Brief:
The complete data, repeated exactly, should form your response.

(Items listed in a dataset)
····················

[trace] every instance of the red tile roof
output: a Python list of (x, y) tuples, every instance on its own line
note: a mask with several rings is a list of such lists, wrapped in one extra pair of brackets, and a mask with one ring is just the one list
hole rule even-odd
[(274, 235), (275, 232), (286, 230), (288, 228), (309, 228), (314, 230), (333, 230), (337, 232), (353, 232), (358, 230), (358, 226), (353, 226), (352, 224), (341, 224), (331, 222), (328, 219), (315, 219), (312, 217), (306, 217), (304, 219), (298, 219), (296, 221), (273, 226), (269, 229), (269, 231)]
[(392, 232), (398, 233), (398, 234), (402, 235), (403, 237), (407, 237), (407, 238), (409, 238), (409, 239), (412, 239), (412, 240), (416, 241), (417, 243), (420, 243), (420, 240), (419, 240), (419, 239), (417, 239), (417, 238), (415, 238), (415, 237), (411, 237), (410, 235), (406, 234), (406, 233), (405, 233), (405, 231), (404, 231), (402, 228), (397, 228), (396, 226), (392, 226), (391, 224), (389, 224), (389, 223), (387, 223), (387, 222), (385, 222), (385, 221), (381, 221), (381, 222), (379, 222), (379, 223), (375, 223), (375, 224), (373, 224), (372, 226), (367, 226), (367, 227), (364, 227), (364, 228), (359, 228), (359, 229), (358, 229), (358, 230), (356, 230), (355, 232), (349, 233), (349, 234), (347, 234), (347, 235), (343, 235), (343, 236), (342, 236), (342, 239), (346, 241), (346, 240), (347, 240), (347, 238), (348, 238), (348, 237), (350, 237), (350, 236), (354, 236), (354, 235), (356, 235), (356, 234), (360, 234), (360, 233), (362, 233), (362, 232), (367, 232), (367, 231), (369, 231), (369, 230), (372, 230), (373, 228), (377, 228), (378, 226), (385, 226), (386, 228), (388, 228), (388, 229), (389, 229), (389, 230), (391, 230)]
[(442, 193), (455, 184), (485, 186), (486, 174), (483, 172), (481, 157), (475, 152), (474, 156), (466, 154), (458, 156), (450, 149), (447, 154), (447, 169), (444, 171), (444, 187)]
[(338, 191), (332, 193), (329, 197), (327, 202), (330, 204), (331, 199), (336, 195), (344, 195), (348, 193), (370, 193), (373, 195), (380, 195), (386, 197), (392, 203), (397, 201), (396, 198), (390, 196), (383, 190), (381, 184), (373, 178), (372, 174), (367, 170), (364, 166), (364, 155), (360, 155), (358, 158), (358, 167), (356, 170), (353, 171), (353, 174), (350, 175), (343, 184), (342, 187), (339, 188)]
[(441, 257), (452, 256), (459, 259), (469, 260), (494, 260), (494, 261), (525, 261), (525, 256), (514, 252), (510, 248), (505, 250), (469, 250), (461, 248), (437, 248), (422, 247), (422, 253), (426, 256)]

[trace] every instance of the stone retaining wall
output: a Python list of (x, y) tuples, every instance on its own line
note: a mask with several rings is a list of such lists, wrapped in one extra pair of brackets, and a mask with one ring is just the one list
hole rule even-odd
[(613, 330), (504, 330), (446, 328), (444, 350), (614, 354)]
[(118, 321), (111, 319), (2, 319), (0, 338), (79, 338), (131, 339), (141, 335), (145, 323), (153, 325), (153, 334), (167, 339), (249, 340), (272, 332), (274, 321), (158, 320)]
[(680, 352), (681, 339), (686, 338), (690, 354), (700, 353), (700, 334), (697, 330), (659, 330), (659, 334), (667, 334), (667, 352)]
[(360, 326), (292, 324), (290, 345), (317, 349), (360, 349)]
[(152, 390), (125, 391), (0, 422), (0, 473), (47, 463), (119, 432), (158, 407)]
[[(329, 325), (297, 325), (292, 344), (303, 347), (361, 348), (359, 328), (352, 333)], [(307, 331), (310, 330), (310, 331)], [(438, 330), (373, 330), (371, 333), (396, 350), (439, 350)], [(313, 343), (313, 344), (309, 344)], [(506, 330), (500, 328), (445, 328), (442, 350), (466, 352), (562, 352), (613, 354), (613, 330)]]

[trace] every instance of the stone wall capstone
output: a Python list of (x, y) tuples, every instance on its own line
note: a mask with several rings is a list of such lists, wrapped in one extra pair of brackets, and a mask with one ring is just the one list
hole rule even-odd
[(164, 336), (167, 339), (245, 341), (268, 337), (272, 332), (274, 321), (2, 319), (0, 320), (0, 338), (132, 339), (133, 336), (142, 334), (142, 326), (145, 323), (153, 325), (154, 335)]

····················

Exercise solution:
[trace] every instance of the red tile roof
output: a Python list of (x, y) tuples, every instance on its own line
note: a mask with several rings is a list of such lists, wrapped in one extra pair of brackets, and a mask with one ring is just the one list
hole rule even-odd
[(274, 235), (275, 232), (286, 230), (288, 228), (309, 228), (314, 230), (333, 230), (337, 232), (353, 232), (358, 230), (358, 226), (353, 226), (352, 224), (341, 224), (331, 222), (328, 219), (315, 219), (312, 217), (306, 217), (304, 219), (298, 219), (296, 221), (273, 226), (269, 229), (269, 231)]
[(392, 232), (398, 233), (398, 234), (402, 235), (403, 237), (407, 237), (407, 238), (409, 238), (409, 239), (412, 239), (412, 240), (416, 241), (417, 243), (420, 243), (420, 240), (419, 240), (419, 239), (417, 239), (417, 238), (415, 238), (415, 237), (411, 237), (410, 235), (406, 234), (406, 233), (405, 233), (405, 231), (404, 231), (402, 228), (397, 228), (396, 226), (392, 226), (391, 224), (389, 224), (389, 223), (387, 223), (387, 222), (385, 222), (385, 221), (381, 221), (381, 222), (379, 222), (379, 223), (375, 223), (375, 224), (373, 224), (372, 226), (367, 226), (367, 227), (364, 227), (364, 228), (359, 228), (359, 229), (358, 229), (358, 230), (356, 230), (355, 232), (349, 233), (349, 234), (347, 234), (347, 235), (343, 235), (343, 236), (342, 236), (342, 239), (346, 241), (346, 240), (347, 240), (347, 238), (348, 238), (348, 237), (350, 237), (350, 236), (354, 236), (354, 235), (356, 235), (356, 234), (360, 234), (360, 233), (362, 233), (362, 232), (367, 232), (367, 231), (369, 231), (369, 230), (372, 230), (373, 228), (377, 228), (378, 226), (385, 226), (386, 228), (388, 228), (388, 229), (389, 229), (389, 230), (391, 230)]
[(442, 193), (455, 184), (485, 186), (486, 174), (483, 172), (481, 157), (475, 152), (474, 156), (466, 154), (458, 156), (450, 149), (447, 154), (447, 169), (444, 171), (444, 187)]
[(338, 191), (332, 193), (329, 197), (327, 202), (330, 204), (331, 199), (336, 195), (344, 195), (348, 193), (370, 193), (373, 195), (380, 195), (386, 197), (392, 203), (397, 201), (396, 198), (390, 196), (383, 190), (381, 184), (373, 178), (372, 174), (367, 170), (364, 166), (364, 155), (360, 155), (358, 158), (358, 167), (356, 170), (353, 171), (353, 174), (350, 175), (343, 184), (342, 187), (339, 188)]
[(441, 257), (452, 256), (459, 259), (469, 260), (494, 260), (494, 261), (525, 261), (525, 256), (514, 252), (510, 248), (505, 250), (469, 250), (461, 248), (437, 248), (422, 247), (422, 253), (426, 256)]

[trace] every instance of the stone retaining wall
output: a Python list of (x, y) tuples, every instance on its own line
note: a mask with several rings is a list of such lists, wrapped in one extra pair of brackets, and a mask with one ring is just the one list
hole rule even-odd
[(613, 330), (504, 330), (446, 328), (444, 350), (614, 354)]
[(118, 321), (111, 319), (2, 319), (0, 338), (79, 338), (131, 339), (141, 335), (145, 323), (153, 325), (153, 334), (167, 339), (249, 340), (272, 332), (274, 321), (158, 320)]
[(680, 352), (681, 339), (686, 338), (690, 354), (700, 353), (700, 334), (697, 330), (659, 330), (659, 334), (667, 334), (667, 352)]
[(360, 326), (292, 324), (290, 345), (317, 349), (360, 349)]
[(152, 390), (125, 391), (0, 422), (0, 473), (47, 463), (119, 432), (158, 407)]
[[(329, 325), (297, 325), (292, 344), (303, 347), (361, 348), (359, 328), (352, 333)], [(307, 331), (310, 330), (310, 331)], [(438, 330), (373, 330), (371, 333), (396, 350), (439, 350)], [(313, 343), (313, 344), (309, 344)], [(506, 330), (500, 328), (445, 328), (442, 350), (466, 352), (562, 352), (613, 354), (613, 330)]]

[trace] every instance of the stone wall capstone
output: a Python list of (x, y) tuples, every instance on its own line
note: a mask with several rings is a list of such lists, wrapped in one extra pair of brackets, and a mask with one ring is just the one list
hole rule even-odd
[(164, 336), (167, 339), (245, 341), (268, 337), (272, 332), (274, 321), (2, 319), (0, 320), (0, 338), (132, 339), (133, 336), (142, 334), (142, 326), (145, 323), (153, 325), (154, 335)]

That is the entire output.